TASK TO COMPLETE — Quote the material below word for word, leaving the pictures out of your answer.

THE RECORDS —
##############################

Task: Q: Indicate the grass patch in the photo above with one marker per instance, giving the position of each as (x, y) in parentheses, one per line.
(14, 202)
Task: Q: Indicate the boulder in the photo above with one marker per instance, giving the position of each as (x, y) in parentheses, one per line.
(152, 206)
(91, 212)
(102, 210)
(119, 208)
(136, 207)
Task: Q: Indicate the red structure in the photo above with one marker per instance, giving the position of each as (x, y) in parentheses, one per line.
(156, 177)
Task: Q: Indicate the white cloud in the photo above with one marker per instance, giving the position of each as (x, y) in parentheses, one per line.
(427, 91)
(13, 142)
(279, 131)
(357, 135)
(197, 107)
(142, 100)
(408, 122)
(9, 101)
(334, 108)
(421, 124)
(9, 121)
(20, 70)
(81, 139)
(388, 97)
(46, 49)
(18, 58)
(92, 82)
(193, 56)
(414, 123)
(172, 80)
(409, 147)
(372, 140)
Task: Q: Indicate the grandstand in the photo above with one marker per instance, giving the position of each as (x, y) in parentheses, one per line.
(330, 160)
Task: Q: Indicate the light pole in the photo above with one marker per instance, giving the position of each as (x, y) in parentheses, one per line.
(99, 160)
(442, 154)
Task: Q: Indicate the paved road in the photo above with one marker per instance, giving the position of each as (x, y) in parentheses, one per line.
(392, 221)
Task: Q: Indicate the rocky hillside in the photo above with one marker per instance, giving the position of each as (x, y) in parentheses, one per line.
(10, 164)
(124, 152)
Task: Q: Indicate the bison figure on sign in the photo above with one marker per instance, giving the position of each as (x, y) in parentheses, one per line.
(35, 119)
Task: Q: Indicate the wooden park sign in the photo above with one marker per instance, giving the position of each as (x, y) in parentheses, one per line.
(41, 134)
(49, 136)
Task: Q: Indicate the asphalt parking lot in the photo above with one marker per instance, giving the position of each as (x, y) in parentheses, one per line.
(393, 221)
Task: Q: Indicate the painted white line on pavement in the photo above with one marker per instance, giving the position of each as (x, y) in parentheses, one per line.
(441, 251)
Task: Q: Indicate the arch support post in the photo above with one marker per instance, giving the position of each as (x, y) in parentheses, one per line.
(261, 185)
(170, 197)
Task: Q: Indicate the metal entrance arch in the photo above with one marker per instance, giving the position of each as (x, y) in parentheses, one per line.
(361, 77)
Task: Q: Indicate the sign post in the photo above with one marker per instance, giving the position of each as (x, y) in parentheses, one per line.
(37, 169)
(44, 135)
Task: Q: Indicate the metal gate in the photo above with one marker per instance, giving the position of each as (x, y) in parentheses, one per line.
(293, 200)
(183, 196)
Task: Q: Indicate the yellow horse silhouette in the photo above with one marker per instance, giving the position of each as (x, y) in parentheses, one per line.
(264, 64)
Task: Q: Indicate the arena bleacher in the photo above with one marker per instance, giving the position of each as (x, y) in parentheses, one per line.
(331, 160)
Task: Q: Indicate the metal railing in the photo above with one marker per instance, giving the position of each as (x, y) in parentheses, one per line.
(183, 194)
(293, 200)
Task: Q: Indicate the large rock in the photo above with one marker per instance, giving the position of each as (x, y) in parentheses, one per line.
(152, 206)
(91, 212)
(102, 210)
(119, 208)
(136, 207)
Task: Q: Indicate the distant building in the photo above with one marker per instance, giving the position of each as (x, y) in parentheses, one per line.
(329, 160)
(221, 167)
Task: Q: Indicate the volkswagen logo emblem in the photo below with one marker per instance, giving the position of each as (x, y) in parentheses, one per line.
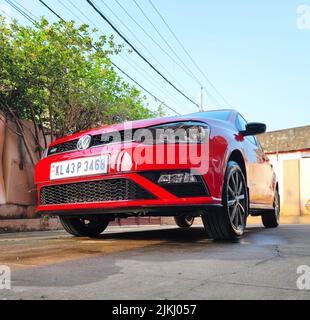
(84, 142)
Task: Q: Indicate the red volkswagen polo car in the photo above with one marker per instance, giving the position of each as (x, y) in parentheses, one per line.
(207, 165)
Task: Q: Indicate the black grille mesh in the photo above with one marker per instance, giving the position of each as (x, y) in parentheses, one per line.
(93, 191)
(97, 140)
(63, 147)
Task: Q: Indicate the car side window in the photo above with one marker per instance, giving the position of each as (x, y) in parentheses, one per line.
(241, 126)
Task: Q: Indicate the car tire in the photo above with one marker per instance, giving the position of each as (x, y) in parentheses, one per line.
(184, 221)
(229, 221)
(91, 226)
(271, 218)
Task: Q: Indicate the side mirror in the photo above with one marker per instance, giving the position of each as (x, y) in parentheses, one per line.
(253, 129)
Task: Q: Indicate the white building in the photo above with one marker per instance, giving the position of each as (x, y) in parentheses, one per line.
(289, 152)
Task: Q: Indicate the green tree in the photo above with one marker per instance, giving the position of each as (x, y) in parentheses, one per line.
(59, 77)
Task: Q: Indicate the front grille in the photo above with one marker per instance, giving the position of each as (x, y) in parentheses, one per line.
(63, 147)
(97, 140)
(93, 191)
(182, 190)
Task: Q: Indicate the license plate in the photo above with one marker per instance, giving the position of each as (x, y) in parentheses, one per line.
(79, 167)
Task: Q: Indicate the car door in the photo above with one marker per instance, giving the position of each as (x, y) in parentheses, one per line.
(259, 170)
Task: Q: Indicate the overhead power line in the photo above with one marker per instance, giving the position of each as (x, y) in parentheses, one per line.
(120, 69)
(139, 53)
(24, 14)
(185, 67)
(142, 45)
(187, 53)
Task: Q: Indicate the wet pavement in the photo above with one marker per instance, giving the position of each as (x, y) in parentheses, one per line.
(156, 263)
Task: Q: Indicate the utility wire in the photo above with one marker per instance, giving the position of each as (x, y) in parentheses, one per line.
(185, 68)
(142, 44)
(20, 11)
(138, 52)
(25, 9)
(187, 53)
(118, 68)
(132, 64)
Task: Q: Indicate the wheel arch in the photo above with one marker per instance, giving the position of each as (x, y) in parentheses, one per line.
(237, 156)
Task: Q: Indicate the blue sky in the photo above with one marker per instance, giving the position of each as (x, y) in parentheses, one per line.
(252, 51)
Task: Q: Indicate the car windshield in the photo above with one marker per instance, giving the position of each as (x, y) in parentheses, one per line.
(216, 114)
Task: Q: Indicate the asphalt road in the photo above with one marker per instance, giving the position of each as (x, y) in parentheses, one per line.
(156, 263)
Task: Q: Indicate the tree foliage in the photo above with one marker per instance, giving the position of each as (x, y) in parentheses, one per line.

##############################

RESULT BELOW —
Task: Q: Indicate the grass patch in the photo above with one marker per instance, giving the position of each as (x, y) in parentheses, one per line.
(14, 202)
Task: Q: Indicate the boulder in the photo above with one marker per instance, giving the position of each as (x, y) in parentheses, one per line.
(152, 206)
(91, 212)
(102, 210)
(119, 208)
(136, 207)
Task: Q: Indicate the red structure in the photo above with one marker per instance, giving the position of each as (x, y) in parentheses, one per line.
(156, 177)
Task: Q: Indicate the white cloud in the photo above with one marker per instance, giving the position of each as (x, y) in parentheses, one per line.
(427, 91)
(13, 142)
(279, 131)
(357, 135)
(197, 107)
(142, 100)
(408, 122)
(9, 101)
(334, 108)
(421, 124)
(9, 121)
(20, 70)
(81, 139)
(388, 97)
(46, 49)
(18, 58)
(92, 82)
(193, 56)
(414, 123)
(172, 80)
(409, 147)
(372, 140)
Task: Q: Indicate the grandstand in the photo above with one marker per instance, giving the position of each as (x, y) in parentheses, one per line.
(330, 160)
Task: Q: Indicate the light pole in the photo above with one marker per instance, giving the position of each as (x, y) in parentheses, one per line.
(99, 160)
(442, 154)
Task: Q: Indicate the paved road in the photo above with one marker per instance, giving the position of each as (x, y) in parentheses, one per line.
(392, 221)
Task: Q: Indicate the rocky hillside in the photo above with one marker per instance, giving the position of each as (x, y) in parentheses, one per line.
(10, 164)
(124, 152)
Task: Q: Indicate the bison figure on sign in the photo above with one marker per instance, giving the position of each as (x, y) in parentheses, one per line.
(35, 119)
Task: Q: Indicate the wooden park sign in the photo above with one marker per instance, giving the position of each as (x, y) in parentheses, one per line.
(41, 134)
(49, 136)
Task: Q: Indicate the asphalt parking lot in the photo above with one marker per instance, giving the position of each as (x, y) in parentheses, one per line.
(393, 221)
Task: Q: Indicate the painted white line on pavement in the photo above with one marker per instance, giving the position of each as (x, y) in parentheses, one per line.
(441, 251)
Task: Q: Indicate the arch support post in the photo above with one marker per instance, giving the position of each as (x, y) in parentheses, one per line.
(261, 185)
(170, 197)
Task: Q: Indicate the metal entrance arch in the photo above with one marker per instance, giving the position of each as (x, y) in parentheses, one per line.
(361, 77)
Task: Q: Indicate the sign post in the photo above with one marker per instance, giving the position of each as (x, y) in parentheses, one per line.
(37, 169)
(44, 135)
Task: Q: Indicate the metal gate in the photo above with one marker per instance, giving the position of each as (x, y) in parentheses, one per line.
(293, 200)
(183, 196)
Task: Q: Indicate the yellow horse silhouette in the photo above with one marker per instance, giving the position of each as (x, y) in parentheses, one per line.
(264, 64)
Task: Q: Indicate the arena bleacher in the photo above with one marker per instance, giving the position of each as (x, y) in parentheses, one per line.
(331, 160)
Task: Q: Indicate the metal railing in the photo above with one marker per instance, giving the position of each as (x, y) in parentheses, one per line.
(183, 194)
(293, 200)
Task: Q: Indicate the large rock in the photo above with one marker per instance, giving the position of each as (x, y) in parentheses, one per line.
(152, 206)
(91, 212)
(102, 210)
(119, 208)
(136, 207)
Task: Q: Indicate the distant building in the photo above with one marker per instance, giving the position of each as (x, y) in parentheses, one per line.
(329, 160)
(221, 167)
Task: Q: Indicate the volkswagen logo emblem in the photo below with one marker per instance, giving the position of each as (x, y) in parentheses, one per line.
(84, 142)
Task: Q: Indicate the red volkswagen polo car in the photo above with one marker per instance, giving the position of each as (x, y) in parentheses, one per line.
(207, 165)
Task: Q: Indicate the black grille mesh in the photo above with one marker per instance, giving the position of each as (x, y) in parentheses, one per line.
(93, 191)
(97, 140)
(63, 147)
Task: Q: Indicate the car side window in the photo above with one marker per instance, giving the position of each as (x, y) in parentheses, one per line.
(241, 126)
Task: Q: Indicate the car tire in the photo above with one marker per instance, giving the position of each as (x, y) in parentheses, one per line.
(184, 221)
(229, 221)
(91, 226)
(271, 218)
Task: Q: Indicate the side mirror in the photo above with one marker per instance, giving the position of each as (x, y) in parentheses, one per line.
(253, 129)
Task: Q: Indicate the white building in the photo above with one marker per instance, giving the position of each as (x, y) in parentheses, one per line.
(289, 152)
Task: Q: Indicate the green tree in the photo above with one marker per instance, giving the position of each as (x, y) in parentheses, one per line.
(59, 77)
Task: Q: Indicate the front grille in the photo above with one marker per instance, giving the position of each as (x, y) in parentheses, one per line.
(63, 147)
(97, 140)
(93, 191)
(182, 190)
Task: Q: Indicate the license plate in the photo above with one marker per instance, giving the position of each as (x, y) in parentheses, one per line.
(79, 167)
Task: Q: Indicate the car door in the photo above with one marker per instance, giving the position of each as (x, y) in parentheses, one per line.
(259, 170)
Task: Q: Indicate the overhead power line in the photo above with one marker per instance, giving the position of each as (x, y) in parentheses, one per line.
(120, 69)
(139, 53)
(24, 14)
(185, 67)
(142, 45)
(187, 53)
Task: Q: Indicate the wet pavement in the photo above with one marker per instance, giving the position of each as (x, y) in parentheses, one per line.
(156, 263)
Task: Q: Indicate the utility wire in the photo above with one marker per instance, giving the position of each as (x, y) in parentheses, one per line.
(185, 68)
(142, 44)
(20, 11)
(138, 52)
(25, 9)
(187, 53)
(118, 68)
(132, 64)
Task: Q: Indicate the wheel arch in the photo above with one marker per instance, giving the position of each as (x, y) in parentheses, one per line.
(237, 156)
Task: Q: Indicate the blue sky in the photo above with one marker per instance, giving the position of each as (x, y) in parentheses, one per line.
(252, 51)
Task: Q: Indicate the car windshield in the photo above with one marker per instance, giving the position of each as (x, y) in parentheses, one per line.
(216, 114)
Task: Q: Indicate the asphalt road in the photo above with one marker per instance, giving the position of each as (x, y) in parentheses, one per line.
(156, 263)
Task: Q: Indicate the tree foliage in the photo above with one marker per instance, giving the position of each as (x, y) in parentheses, one per line.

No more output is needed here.